| Your instructions |
Pick out every line of the listing below that contains the string "instance", and copy each of those lines in full.

| Data for this exercise |
[start]
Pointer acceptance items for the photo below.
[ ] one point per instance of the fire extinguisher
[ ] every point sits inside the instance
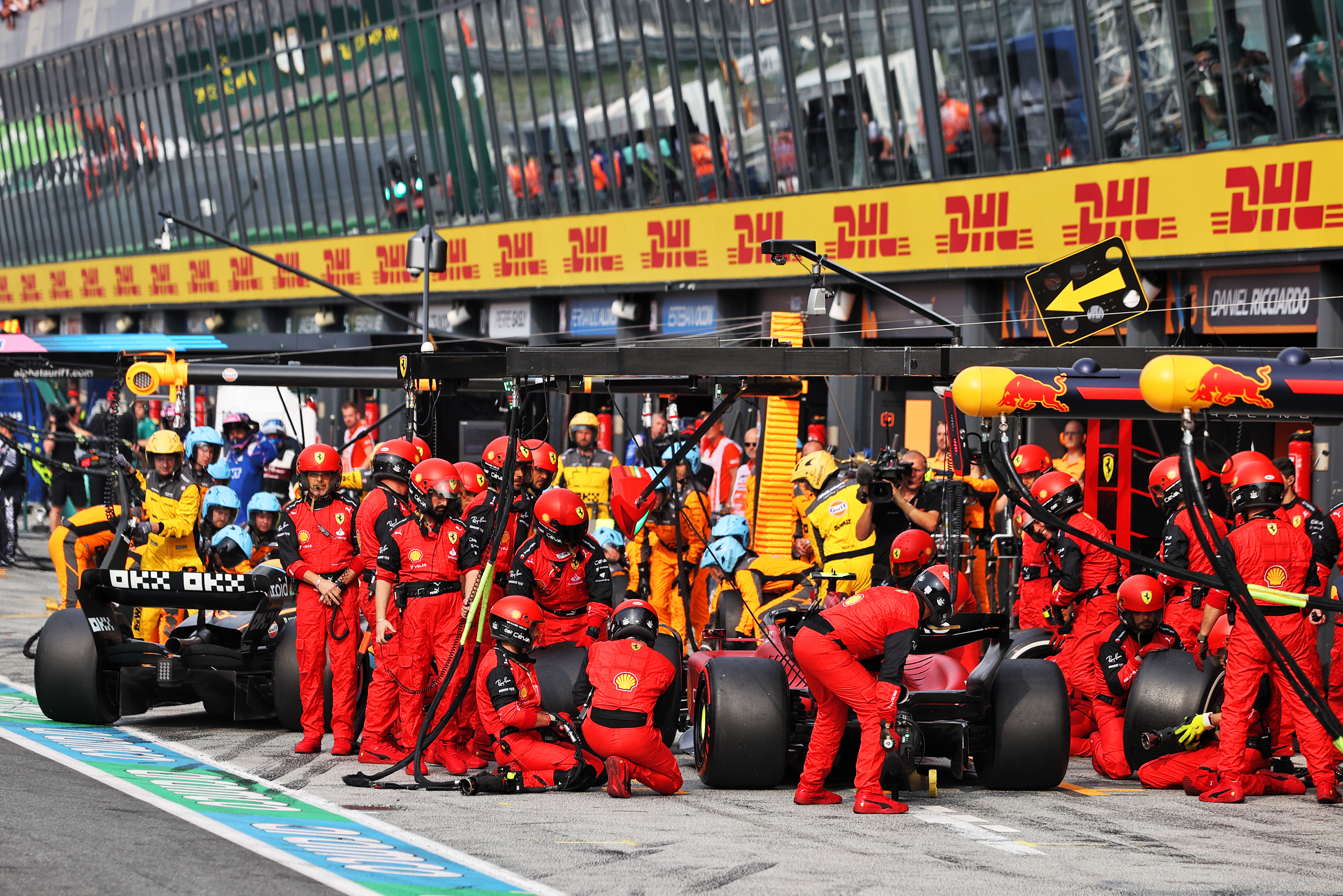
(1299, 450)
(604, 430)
[end]
[start]
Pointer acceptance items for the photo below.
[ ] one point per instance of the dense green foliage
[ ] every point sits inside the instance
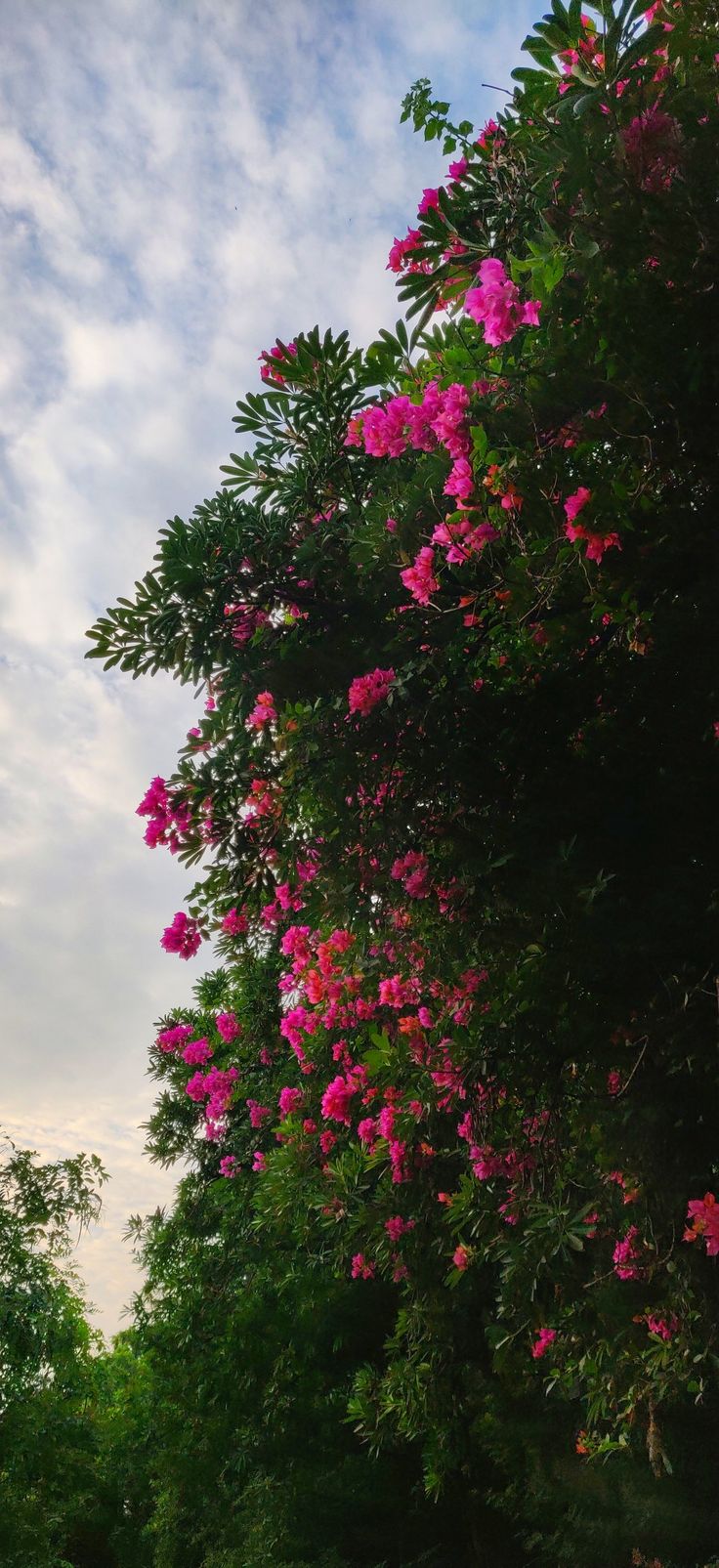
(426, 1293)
[end]
| Result for this exercise |
[ ] one point per instance of the fire extinguisher
[ ] every point sits inside the instance
[ ] one point per instance of the dense green foliage
[ ] every point sits inside the instance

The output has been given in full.